_SHORT PROBLEM_
Pick out each line in the listing below that contains the string "snow".

_RECORDS SHOWN_

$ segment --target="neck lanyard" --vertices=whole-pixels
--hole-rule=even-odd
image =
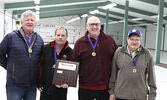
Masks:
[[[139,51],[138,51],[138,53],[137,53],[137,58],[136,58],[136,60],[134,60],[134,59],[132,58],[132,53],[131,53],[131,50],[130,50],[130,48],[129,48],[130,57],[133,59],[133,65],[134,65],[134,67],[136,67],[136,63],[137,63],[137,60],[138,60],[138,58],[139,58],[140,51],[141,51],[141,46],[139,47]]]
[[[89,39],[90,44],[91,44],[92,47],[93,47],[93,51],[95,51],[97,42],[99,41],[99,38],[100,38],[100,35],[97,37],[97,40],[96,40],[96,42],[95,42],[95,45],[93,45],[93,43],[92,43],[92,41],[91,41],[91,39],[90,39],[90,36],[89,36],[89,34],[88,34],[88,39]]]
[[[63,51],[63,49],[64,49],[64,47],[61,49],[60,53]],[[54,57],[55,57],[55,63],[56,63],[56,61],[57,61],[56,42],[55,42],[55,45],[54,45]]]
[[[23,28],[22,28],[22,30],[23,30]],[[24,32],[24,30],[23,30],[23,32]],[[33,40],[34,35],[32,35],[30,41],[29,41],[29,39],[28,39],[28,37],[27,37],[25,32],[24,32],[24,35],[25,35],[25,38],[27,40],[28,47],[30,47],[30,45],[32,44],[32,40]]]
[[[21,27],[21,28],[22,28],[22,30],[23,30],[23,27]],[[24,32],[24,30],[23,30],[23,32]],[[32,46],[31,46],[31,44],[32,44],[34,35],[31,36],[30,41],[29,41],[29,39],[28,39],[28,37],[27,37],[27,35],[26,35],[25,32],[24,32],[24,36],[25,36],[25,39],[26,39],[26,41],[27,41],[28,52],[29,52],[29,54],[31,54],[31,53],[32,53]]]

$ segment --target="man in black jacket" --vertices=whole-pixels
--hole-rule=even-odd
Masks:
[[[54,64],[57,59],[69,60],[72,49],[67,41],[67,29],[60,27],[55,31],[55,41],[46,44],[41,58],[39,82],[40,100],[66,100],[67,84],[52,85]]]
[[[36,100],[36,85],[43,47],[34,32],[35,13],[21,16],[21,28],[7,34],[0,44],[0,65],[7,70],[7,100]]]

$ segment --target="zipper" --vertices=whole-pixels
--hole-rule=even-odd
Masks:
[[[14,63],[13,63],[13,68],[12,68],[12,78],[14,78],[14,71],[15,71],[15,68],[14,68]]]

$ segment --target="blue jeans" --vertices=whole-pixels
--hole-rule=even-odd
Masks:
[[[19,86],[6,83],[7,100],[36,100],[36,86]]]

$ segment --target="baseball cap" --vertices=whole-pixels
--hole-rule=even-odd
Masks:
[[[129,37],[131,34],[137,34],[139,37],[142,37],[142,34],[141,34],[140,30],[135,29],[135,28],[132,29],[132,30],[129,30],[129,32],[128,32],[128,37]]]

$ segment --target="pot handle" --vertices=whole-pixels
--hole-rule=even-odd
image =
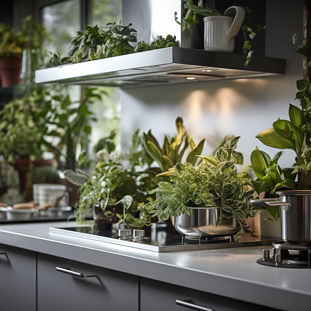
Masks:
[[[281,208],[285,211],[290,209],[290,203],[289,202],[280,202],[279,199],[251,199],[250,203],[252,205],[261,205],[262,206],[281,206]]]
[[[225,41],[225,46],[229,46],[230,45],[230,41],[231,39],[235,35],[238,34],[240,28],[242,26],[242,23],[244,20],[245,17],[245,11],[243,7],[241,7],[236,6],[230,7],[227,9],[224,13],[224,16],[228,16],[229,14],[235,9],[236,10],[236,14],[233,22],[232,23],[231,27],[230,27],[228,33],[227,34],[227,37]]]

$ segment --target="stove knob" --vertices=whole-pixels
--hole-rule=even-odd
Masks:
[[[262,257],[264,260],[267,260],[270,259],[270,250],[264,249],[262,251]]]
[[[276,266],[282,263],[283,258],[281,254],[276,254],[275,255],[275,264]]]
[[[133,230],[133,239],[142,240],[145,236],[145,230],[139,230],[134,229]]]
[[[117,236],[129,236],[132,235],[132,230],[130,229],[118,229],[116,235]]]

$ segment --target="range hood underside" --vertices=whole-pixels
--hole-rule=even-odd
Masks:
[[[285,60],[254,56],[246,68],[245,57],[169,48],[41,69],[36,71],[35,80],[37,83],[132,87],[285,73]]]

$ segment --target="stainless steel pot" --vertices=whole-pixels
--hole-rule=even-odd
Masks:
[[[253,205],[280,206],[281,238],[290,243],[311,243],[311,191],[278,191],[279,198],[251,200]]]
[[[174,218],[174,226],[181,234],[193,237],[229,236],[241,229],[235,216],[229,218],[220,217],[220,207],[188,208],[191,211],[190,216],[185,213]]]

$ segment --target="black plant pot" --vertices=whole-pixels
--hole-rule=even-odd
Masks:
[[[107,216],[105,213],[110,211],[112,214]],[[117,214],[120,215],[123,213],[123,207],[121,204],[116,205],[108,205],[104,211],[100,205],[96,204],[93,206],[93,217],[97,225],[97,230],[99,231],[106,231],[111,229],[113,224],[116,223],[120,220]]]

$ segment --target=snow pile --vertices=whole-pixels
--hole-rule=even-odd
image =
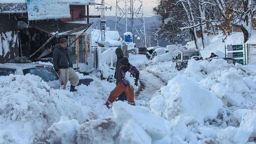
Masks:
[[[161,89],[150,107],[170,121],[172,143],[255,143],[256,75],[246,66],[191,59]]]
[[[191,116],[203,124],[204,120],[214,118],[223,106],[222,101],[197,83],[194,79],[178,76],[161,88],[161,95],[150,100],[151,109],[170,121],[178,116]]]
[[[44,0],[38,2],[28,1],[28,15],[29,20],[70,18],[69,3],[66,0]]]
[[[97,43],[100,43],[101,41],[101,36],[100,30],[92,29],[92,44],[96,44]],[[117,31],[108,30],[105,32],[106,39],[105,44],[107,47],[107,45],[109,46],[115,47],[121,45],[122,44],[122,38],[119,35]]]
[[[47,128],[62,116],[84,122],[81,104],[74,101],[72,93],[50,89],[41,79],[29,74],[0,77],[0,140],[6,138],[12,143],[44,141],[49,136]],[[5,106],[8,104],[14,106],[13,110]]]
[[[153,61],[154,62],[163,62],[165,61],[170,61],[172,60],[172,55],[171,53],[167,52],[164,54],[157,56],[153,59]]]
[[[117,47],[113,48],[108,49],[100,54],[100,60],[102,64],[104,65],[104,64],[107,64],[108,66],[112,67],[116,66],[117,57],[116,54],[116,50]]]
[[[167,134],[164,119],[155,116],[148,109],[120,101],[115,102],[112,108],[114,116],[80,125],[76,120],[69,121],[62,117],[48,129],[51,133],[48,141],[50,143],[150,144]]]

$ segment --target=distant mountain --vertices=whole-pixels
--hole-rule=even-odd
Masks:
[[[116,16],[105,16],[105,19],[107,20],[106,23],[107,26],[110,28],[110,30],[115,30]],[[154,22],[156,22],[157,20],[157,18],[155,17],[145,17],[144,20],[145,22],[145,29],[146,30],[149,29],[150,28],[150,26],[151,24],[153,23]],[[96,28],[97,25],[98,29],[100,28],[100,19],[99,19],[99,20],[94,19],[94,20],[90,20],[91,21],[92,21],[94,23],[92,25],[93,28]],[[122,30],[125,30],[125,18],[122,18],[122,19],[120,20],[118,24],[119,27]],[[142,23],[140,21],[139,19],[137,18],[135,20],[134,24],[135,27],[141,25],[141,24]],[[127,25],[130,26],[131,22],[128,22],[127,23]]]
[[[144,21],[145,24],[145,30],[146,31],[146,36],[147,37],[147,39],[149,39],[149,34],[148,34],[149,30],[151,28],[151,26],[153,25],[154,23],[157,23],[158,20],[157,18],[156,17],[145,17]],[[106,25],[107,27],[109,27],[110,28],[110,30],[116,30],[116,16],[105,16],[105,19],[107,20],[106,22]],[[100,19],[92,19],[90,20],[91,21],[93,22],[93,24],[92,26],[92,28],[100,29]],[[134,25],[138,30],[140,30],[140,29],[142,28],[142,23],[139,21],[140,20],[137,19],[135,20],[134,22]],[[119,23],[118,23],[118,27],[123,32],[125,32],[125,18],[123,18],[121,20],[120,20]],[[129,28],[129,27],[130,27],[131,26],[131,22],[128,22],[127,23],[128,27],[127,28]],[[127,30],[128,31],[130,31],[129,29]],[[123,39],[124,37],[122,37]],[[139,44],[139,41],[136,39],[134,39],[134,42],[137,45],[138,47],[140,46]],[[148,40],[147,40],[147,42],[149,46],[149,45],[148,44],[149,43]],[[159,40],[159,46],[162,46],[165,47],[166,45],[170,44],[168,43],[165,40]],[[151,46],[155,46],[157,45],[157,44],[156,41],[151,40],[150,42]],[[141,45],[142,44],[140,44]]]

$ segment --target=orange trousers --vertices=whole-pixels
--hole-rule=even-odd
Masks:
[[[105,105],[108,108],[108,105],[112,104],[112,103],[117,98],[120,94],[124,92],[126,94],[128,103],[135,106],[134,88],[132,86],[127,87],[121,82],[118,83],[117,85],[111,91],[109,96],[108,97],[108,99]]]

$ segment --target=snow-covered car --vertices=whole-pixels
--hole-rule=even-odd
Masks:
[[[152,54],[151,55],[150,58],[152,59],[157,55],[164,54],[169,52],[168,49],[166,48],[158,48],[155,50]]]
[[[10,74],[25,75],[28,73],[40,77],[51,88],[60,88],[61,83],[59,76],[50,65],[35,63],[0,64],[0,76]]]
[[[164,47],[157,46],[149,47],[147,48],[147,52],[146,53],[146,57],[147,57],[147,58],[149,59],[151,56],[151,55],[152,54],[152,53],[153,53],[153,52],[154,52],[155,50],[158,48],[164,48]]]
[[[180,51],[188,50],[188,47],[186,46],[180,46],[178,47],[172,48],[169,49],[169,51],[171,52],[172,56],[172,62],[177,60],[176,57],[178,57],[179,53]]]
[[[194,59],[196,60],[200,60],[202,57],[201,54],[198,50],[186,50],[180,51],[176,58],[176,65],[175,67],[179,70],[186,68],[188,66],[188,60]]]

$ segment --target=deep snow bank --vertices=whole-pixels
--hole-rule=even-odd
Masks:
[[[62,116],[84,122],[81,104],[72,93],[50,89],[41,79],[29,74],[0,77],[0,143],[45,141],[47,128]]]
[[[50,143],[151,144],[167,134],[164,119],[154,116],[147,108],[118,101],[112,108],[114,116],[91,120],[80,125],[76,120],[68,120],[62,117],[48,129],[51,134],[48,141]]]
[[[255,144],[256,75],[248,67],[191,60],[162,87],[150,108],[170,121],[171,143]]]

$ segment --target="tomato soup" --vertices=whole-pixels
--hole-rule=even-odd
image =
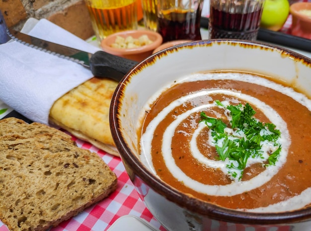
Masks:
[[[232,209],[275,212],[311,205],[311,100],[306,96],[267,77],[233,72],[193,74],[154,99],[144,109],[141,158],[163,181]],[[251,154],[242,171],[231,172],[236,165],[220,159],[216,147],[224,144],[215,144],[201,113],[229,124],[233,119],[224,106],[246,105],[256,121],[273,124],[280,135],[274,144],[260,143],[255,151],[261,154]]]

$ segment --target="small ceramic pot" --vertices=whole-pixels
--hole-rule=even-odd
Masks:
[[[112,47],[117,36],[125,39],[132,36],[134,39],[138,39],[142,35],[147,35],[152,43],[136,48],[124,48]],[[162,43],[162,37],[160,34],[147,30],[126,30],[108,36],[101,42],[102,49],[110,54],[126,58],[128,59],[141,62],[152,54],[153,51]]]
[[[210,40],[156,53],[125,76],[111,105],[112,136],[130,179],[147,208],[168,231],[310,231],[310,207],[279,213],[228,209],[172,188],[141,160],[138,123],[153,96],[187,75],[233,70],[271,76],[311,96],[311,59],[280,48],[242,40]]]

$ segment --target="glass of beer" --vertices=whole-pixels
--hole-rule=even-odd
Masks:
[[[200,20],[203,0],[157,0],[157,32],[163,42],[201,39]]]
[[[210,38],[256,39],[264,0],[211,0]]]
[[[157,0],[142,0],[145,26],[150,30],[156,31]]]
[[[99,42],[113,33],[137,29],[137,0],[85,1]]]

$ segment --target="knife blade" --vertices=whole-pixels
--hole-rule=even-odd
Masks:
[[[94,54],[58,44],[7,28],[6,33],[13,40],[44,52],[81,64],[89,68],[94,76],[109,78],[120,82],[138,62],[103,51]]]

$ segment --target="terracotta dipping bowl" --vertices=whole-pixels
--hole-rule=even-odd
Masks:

_REPLY_
$ segment --target=snow pile --vertices=whole-pixels
$ segment --target=snow-covered car --vertices=whole-pixels
$ segment --target=deep snow bank --vertices=whole-pixels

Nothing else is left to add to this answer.